• WHAT THIS EXERCISE ASKS
• A. Answer these questions about the account of renewing a Symantec product, one per line:
(i) To which country's Symantec online store did the "renew" button lead?
(ii) At which online store had the writer completed the previous Symantec purchase?
(iii) What color was the continue button?
• B. In the account of renewing a Symantec product, restate the passage between "A quick review" and "and my address.", inclusive, substituting "green" for "yellow".
• C. Say whether each statement agrees with the account of renewing a Symantec product. Answer yes or no and quote the words that decide it.
(i) The renewal page recognized that the writer was in the Philippines.
(ii) On the Australian store screen, the writer could change the country.
(iii) The writer already had a Norton account.

• DOCUMENT SECTION
[Start of section]
The renewal window then launched a browser that took me to a renewal page on the Symantec website. The page correctly reflected the name of the product that needed renewing, and it recognized that I was in the Philippines and expected to be billed in US dollars. So far so good.

Clicking the "renew" button, unfortunately, took me to the Australian Symantec online store.
I hesitated for a moment, but I figured... why not? The last time I had purchased a Symantec product, I had completed the purchase at the Hong Kong online store. As long as it works, I didn't really care which online store I buy from. 
A quick review of the screen showed that I was still going to be billed in US dollars, which was fine. I took one last look to see if there was a way for me to change the country, but the only thing I could change was the currency.
So I click the yellow continue button and hit my first road block: a form that requires me to provide my email address, a password, my customer data, and my address. 
Frankly, I wasn't too thrilled about getting this form because I'm a returning customer and the site should know this because I had hit the "Renew" button to get here. I already have a Norton account and had already provided my personal information to Symantec before. So why am I being asked to provide this info all over again as if they had no idea who I was? Shouldn't I just be asked to log in to my Norton account?
[End of section]
• SUPPLIED RECORDS
[Start of section]
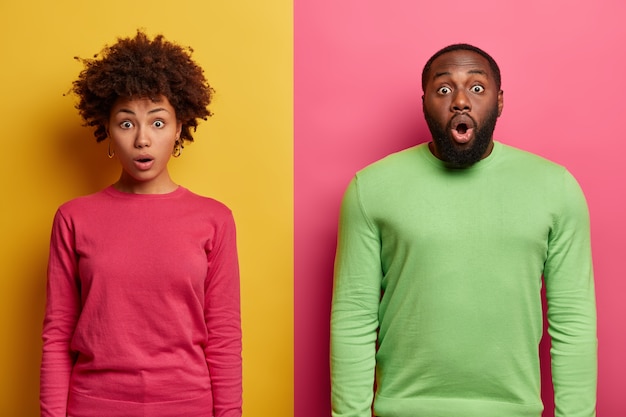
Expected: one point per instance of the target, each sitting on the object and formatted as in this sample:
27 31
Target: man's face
461 105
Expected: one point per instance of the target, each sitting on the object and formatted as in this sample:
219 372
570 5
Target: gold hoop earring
178 148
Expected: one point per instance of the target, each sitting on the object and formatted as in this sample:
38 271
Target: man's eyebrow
472 71
158 109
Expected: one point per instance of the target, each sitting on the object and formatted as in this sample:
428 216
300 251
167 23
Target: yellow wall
242 156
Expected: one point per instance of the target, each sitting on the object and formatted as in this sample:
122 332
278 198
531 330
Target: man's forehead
460 61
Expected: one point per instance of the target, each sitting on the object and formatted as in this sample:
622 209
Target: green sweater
437 288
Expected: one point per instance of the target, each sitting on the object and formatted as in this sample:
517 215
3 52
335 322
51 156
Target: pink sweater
142 317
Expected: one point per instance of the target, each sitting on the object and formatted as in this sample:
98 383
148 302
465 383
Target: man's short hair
462 47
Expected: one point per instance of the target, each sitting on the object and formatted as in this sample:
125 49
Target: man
441 252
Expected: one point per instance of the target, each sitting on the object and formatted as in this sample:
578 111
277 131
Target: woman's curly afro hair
140 67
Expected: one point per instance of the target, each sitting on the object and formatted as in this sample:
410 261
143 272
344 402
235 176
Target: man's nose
461 102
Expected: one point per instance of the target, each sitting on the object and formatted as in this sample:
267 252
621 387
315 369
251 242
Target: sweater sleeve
61 314
354 316
568 275
222 315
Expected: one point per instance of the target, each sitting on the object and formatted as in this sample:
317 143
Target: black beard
462 158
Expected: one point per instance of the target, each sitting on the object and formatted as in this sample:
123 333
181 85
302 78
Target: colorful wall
241 156
357 98
308 92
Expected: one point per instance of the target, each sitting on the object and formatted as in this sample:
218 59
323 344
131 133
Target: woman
142 315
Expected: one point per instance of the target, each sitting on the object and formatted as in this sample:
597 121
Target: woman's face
143 132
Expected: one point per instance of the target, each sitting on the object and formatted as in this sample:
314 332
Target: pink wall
357 98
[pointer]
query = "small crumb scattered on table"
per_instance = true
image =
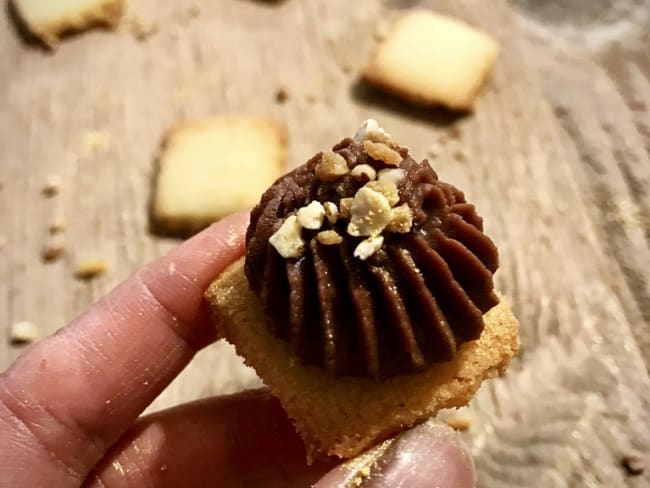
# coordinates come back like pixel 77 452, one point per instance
pixel 90 269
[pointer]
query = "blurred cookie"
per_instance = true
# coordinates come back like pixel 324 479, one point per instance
pixel 431 59
pixel 49 20
pixel 213 167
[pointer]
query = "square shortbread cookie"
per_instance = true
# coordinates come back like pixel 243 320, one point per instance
pixel 49 20
pixel 431 59
pixel 213 167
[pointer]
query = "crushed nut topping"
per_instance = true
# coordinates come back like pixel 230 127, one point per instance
pixel 345 204
pixel 312 215
pixel 401 219
pixel 386 188
pixel 331 212
pixel 370 130
pixel 287 240
pixel 370 213
pixel 329 237
pixel 331 167
pixel 364 171
pixel 368 247
pixel 381 152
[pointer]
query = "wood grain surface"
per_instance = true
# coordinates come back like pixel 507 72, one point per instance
pixel 556 157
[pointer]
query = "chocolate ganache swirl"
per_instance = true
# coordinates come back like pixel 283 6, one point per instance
pixel 376 294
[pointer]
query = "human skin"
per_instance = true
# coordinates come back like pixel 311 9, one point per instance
pixel 70 405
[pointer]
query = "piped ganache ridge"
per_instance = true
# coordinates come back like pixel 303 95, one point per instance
pixel 367 264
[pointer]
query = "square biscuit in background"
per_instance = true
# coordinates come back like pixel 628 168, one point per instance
pixel 431 59
pixel 50 19
pixel 210 168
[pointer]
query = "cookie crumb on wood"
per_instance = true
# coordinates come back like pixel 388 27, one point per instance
pixel 50 20
pixel 23 332
pixel 90 269
pixel 52 186
pixel 459 422
pixel 281 95
pixel 142 29
pixel 57 225
pixel 633 464
pixel 53 249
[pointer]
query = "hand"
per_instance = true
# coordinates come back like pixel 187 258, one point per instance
pixel 69 405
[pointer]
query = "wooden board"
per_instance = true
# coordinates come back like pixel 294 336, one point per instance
pixel 555 158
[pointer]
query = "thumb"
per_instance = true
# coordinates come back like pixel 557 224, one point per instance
pixel 431 454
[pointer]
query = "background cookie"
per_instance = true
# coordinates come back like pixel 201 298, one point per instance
pixel 432 59
pixel 49 20
pixel 211 168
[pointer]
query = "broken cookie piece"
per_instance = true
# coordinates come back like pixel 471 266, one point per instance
pixel 49 20
pixel 213 167
pixel 431 59
pixel 368 323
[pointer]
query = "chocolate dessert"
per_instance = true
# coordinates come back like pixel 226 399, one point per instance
pixel 365 301
pixel 367 264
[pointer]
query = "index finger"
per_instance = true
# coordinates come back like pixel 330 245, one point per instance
pixel 75 393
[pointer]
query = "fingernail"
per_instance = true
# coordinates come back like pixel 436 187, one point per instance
pixel 431 454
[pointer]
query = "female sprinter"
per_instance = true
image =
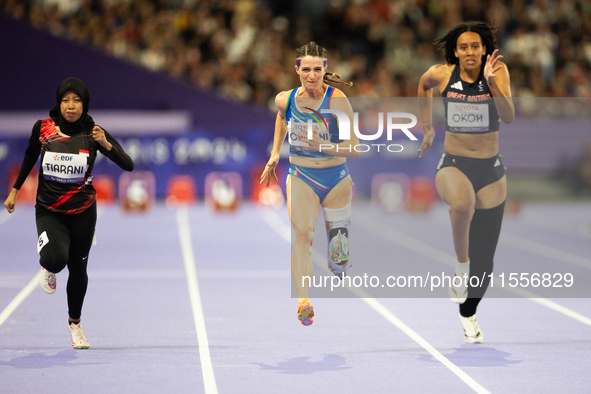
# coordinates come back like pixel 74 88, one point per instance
pixel 470 176
pixel 65 211
pixel 318 169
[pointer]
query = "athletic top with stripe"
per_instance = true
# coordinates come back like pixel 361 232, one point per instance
pixel 65 181
pixel 297 125
pixel 469 107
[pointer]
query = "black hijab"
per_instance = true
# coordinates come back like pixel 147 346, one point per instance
pixel 85 122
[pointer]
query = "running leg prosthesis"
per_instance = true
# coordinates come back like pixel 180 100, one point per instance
pixel 485 229
pixel 337 231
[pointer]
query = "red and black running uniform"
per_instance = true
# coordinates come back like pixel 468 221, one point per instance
pixel 65 180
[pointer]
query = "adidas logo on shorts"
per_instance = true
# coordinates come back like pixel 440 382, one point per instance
pixel 457 85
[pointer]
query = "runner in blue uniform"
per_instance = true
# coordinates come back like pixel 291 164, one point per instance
pixel 471 176
pixel 318 172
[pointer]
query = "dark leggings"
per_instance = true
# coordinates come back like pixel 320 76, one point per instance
pixel 485 229
pixel 70 238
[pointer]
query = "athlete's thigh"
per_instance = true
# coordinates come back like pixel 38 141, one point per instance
pixel 303 203
pixel 492 195
pixel 340 195
pixel 54 237
pixel 82 232
pixel 454 187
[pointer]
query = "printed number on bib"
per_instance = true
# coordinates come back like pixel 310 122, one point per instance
pixel 467 117
pixel 297 132
pixel 65 167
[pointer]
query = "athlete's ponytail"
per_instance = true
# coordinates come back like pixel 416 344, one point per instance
pixel 312 49
pixel 335 78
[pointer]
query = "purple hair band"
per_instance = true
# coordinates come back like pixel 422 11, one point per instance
pixel 299 63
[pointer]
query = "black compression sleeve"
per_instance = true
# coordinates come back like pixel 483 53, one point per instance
pixel 116 154
pixel 31 156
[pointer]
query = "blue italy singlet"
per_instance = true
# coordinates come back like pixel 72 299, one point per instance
pixel 297 125
pixel 469 107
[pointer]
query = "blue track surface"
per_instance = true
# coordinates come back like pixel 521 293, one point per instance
pixel 139 318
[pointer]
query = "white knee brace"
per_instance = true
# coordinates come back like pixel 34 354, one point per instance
pixel 337 234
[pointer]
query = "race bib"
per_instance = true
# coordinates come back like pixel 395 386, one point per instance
pixel 42 241
pixel 467 117
pixel 297 132
pixel 65 167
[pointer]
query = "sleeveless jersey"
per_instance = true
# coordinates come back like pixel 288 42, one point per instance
pixel 469 107
pixel 297 125
pixel 66 163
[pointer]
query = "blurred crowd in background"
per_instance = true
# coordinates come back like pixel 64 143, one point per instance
pixel 245 49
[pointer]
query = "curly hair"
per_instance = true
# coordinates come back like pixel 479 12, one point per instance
pixel 449 42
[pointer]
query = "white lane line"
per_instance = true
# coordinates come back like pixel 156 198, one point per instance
pixel 191 272
pixel 284 230
pixel 420 247
pixel 20 297
pixel 5 216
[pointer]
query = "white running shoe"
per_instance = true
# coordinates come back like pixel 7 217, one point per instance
pixel 472 331
pixel 458 294
pixel 48 281
pixel 78 339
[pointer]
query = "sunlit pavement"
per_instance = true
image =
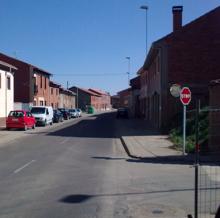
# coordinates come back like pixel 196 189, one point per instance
pixel 80 169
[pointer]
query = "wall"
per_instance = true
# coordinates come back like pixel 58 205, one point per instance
pixel 42 96
pixel 6 96
pixel 214 119
pixel 22 88
pixel 54 97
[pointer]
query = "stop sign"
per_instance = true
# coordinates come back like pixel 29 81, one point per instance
pixel 185 95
[End of section]
• REPLIES
• A.
(i) Australia
(ii) The Hong Kong online store
(iii) Yellow

• B.
A quick review of the screen showed that I was still going to be billed in US dollars, which was fine. I took one last look to see if there was a way for me to change the country, but the only thing I could change was the currency.
So I click the green continue button and hit my first road block: a form that requires me to provide my email address, a password, my customer data, and my address.

• C.
(i) Yes: "it recognized that I was in the Philippines"
(ii) No: "the only thing I could change was the currency"
(iii) Yes: "I already have a Norton account"